Stored data entries:
◇ ◇ ◇
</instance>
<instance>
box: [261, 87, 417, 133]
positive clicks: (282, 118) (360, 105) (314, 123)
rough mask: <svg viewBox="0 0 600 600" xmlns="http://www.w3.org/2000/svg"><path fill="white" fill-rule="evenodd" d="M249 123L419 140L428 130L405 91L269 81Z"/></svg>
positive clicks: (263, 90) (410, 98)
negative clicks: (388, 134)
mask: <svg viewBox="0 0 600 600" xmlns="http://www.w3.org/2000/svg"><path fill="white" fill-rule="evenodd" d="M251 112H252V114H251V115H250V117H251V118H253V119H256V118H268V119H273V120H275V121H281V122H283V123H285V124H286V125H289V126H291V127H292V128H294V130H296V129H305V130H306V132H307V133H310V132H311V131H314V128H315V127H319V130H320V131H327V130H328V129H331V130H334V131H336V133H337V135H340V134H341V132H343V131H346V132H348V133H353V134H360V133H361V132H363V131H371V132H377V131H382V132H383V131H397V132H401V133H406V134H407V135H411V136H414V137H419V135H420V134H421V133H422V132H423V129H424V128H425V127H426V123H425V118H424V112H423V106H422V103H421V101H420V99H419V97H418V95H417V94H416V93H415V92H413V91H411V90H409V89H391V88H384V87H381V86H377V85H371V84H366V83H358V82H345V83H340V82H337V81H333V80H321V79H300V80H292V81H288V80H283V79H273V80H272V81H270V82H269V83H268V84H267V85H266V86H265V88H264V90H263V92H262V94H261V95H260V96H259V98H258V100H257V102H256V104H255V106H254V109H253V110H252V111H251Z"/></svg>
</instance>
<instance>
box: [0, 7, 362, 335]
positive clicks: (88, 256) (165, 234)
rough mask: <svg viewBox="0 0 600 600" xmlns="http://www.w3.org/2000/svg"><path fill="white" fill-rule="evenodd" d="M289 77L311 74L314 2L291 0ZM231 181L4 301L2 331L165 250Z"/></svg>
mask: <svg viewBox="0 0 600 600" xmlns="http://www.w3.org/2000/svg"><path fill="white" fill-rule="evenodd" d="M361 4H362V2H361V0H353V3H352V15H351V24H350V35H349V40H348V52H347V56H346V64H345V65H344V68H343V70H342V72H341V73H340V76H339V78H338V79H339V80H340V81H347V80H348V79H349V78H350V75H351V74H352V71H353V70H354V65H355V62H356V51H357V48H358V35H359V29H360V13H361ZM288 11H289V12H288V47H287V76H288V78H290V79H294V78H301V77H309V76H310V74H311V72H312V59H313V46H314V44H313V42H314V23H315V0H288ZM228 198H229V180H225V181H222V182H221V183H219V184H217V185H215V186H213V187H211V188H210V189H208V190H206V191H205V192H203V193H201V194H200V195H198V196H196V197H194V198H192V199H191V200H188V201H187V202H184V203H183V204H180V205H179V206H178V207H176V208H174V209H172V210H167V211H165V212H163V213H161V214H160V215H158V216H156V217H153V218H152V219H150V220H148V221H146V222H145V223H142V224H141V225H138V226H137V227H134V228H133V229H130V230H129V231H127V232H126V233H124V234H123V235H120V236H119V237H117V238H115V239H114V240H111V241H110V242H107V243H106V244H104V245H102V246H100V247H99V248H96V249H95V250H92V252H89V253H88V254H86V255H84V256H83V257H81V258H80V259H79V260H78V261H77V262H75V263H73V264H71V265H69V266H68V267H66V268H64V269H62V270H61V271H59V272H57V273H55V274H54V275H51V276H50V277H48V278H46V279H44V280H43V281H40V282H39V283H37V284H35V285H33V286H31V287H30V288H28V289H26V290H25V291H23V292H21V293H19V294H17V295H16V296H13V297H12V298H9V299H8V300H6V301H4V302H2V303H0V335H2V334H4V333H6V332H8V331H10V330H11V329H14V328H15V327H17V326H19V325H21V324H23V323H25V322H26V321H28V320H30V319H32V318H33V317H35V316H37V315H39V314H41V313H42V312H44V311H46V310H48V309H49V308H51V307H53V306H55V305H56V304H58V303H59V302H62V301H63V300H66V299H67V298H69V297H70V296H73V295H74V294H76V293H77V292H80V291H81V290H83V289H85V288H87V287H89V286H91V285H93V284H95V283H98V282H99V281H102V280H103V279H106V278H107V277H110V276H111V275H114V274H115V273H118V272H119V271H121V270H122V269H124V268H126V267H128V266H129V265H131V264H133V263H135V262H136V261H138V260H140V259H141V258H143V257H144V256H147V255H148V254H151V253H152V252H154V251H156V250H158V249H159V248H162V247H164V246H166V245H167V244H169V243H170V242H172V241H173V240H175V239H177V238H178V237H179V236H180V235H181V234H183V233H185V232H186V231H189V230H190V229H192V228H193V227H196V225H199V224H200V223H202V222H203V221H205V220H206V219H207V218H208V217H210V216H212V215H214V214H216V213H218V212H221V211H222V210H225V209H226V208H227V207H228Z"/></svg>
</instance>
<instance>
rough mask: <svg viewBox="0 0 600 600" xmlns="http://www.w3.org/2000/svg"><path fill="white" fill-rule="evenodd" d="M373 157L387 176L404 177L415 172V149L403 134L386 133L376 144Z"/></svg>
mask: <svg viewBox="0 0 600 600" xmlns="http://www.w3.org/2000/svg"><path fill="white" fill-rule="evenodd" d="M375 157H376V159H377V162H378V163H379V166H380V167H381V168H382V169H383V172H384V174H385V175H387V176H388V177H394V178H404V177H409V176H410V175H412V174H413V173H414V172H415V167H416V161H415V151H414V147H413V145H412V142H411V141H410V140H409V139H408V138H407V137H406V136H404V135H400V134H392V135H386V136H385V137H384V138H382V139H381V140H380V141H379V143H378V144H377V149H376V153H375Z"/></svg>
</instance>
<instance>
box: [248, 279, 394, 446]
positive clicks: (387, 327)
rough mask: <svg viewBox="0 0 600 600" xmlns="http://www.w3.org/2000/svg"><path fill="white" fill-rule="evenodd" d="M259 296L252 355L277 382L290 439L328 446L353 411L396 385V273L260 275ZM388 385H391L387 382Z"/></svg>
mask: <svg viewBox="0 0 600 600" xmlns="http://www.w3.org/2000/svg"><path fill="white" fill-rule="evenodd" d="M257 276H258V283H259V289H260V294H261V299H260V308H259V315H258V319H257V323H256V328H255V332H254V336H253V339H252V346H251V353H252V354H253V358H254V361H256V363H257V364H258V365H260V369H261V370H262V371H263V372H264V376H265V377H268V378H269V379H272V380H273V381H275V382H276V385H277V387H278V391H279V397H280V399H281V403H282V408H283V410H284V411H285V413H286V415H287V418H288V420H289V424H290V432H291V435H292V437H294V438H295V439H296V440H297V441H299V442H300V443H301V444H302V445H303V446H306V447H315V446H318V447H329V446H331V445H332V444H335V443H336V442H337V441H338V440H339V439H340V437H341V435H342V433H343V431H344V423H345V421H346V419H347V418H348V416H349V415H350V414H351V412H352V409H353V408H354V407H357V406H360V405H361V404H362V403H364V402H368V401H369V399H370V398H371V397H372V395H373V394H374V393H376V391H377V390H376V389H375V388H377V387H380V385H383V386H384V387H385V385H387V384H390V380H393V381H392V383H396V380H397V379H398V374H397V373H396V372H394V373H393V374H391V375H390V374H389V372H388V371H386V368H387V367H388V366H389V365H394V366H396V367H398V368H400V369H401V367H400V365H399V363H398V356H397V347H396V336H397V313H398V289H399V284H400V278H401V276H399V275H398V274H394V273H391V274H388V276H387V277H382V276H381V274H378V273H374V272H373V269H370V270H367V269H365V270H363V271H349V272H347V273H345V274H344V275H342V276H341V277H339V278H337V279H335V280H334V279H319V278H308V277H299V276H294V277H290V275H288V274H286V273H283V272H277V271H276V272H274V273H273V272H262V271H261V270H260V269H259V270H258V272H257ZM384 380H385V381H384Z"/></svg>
◇ ◇ ◇
Return the span of lines in the data above that opens at the line with "box: [261, 87, 417, 133]" and closes at the line with "positive clicks: (263, 90) (410, 98)", exactly, ends included, nothing else.

box: [261, 87, 417, 133]
positive clicks: (282, 118) (360, 105) (314, 123)
rough mask: <svg viewBox="0 0 600 600" xmlns="http://www.w3.org/2000/svg"><path fill="white" fill-rule="evenodd" d="M249 123L419 140L428 130L405 91L269 81Z"/></svg>
positive clicks: (263, 90) (410, 98)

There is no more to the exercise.